Chauvin sentenced to 22.5 years in prison for murder of George Floyd
Former Minneapolis police officer Derek Chauvin was sentenced to 22 1/2 years in prison on Friday afternoon for the murder of George Floyd last May.
Handed down by Hennepin County District Court Judge Peter Cahill, the sentence was greater than what legal experts predicted.
“Determining the appropriate sentence in any case and in this case is a legal analysis. It’s applying the rule of law to the facts of an individual and specific case,” Cahill said from the Hennepin County courthouse just after 2:30 p.m. “This sentence is not based on emotion or sympathy. At the same time I want to acknowledge the deep and tremendous pain that all the families are feeling, especially the Floyd family.”
The increased sentence comes after the judge in May agreed with prosecutors that there were aggravating factors when Chauvin fatally knelt on Floyd’s neck for more than nine minutes that warranted a departure from the presumptive sentence length.
Cahill, in his earlier ruling, concluded that Chauvin abused his “position of trust and authority” as a police officer and displayed “particular cruelty” when he knelt on Floyd’s neck during his arrest, an action that rendered Floyd unresponsive.
Floyd was later pronounced dead at a nearby hospital.
On April 20, Chauvin was convicted of second-degree murder and manslaughter as well as third-degree murder.
Since the criminal counts stemmed from one action — Chauvin killing Floyd — the sentence is based on only the second-degree murder conviction, the most serious of the crimes for which he was found guilty.

ACTIVITIES →
a. Answer these questions from the article on Chauvin's sentencing:
(i) Which judge handed down the sentence?
(ii) On what date was Chauvin convicted?
(iii) Which conviction is the sentence based on?
b. Repeat the part of the article on Chauvin's sentencing starting with "Cahill, in his" and going on through "rendered Floyd unresponsive.".

DATA →
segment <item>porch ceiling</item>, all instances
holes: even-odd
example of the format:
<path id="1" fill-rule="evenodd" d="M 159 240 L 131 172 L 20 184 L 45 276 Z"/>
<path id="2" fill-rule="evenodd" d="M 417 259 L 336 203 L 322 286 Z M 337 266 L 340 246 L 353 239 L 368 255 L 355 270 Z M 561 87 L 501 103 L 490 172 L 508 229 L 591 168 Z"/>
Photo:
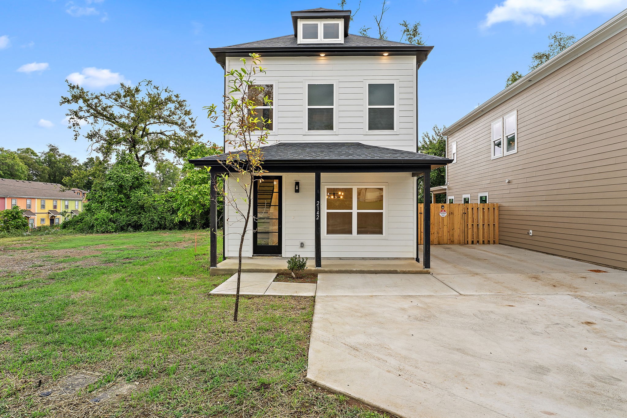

PER-TASK ANSWERS →
a.
(i) Hennepin County District Court Judge Peter Cahill
(ii) April 20
(iii) The second-degree murder conviction

b.
Cahill, in his earlier ruling, concluded that Chauvin abused his “position of trust and authority” as a police officer and displayed “particular cruelty” when he knelt on Floyd’s neck during his arrest, an action that rendered Floyd unresponsive.